L’Atelier d’Ingres/Chapitre VII

G. Charpentier (p. 65-82).


VII

L’ATELIER DES ÉLÈVES.


J’ai parlé de l’antipathie de M. Ingres pour l’anatomie ; voici ce qui nous arriva un jour à propos d’un squelette.

Tous les élèves de l’atelier n’étaient pas, comme on aurait pu le croire, également soumis à la puissance d’influence du maître. Il y avait, comme partout, une petite opposition, bien sourde à la vérité, mais qui se manifestait par des mots que deux ou trois excentriques lançaient de temps en temps ; ils se posaient en ennemis des routes battues, sentiment très-louable à la condition qu’on trouvera une voie aussi belle et aussi sûre. D’autres, au contraire, voyaient avec peine que le maître s’éloignait des principes d’éducation ordinaires, et, depuis quelque temps, j’entendais parler d’anatomie, de squelette, et exprimer le désir qu’il y en eût un dans l’atelier.

**Entrées extraites:**

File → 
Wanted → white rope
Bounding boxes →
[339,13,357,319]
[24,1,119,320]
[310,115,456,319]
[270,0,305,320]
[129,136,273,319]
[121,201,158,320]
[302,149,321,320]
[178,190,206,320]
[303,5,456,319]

**Liste des tâches:**
[1] D’après l’extrait sur l’atelier d’Ingres, pour quoi M. Ingres avait-il de l’antipathie ?
[2] Dites si chacune de ces affirmations s’accorde avec l’extrait sur l’atelier d’Ingres, en répondant par oui ou non et en citant les mots de l’extrait qui le montrent : (a) tous les élèves étaient également soumis à l’influence du maître ; (b) certains élèves souhaitaient avoir un squelette dans l’atelier ; (c) l’opposition dans l’atelier était bruyante.
[3] Poursuivez l’extrait sur l’atelier d’Ingres à partir de sa dernière phrase.
Les entrées n’ont aucun rôle à jouer ici.

**Les réponses:**
[1] Pour l’anatomie.

[2]
(a) Non : « Tous les élèves de l’atelier n’étaient pas, comme on aurait pu le croire, également soumis à la puissance d’influence du maître. »
(b) Oui : « exprimer le désir qu’il y en eût un dans l’atelier »
(c) Non : « une petite opposition, bien sourde à la vérité »

[3]
Cette proposition gagnait du terrain ; le centre gauche, comme toujours, se laissait entraîner par l’extrême gauche, et, quand un jour le massier vint annoncer officiellement que M. Ingres autorisait l’achat d’un squelette, je fus seul à représenter l’extrême droite.

Je fis un petit discours, qui fut hué naturellement, et dans lequel je disais que, ne comptant jamais faire usage du squelette, m’engageant même à ne jamais le regarder, je me refusais absolument à toute espèce de cotisation. J’ajoutai : « Comme je suis sûr que le squelette ne restera pas quinze jours à l’atelier, je vous adjure, au nom de l’économie et dans l’intérêt de votre bourse, de ne pas vous livrer à une aussi monstrueuse dépense. »

Je m’empressai de m’échapper, pour n’être pas enterré sous les boulettes de pain et autres projectiles.

La cotisation marcha son train : le squelette fut acheté, et accroché un beau matin dans un coin de l’atelier.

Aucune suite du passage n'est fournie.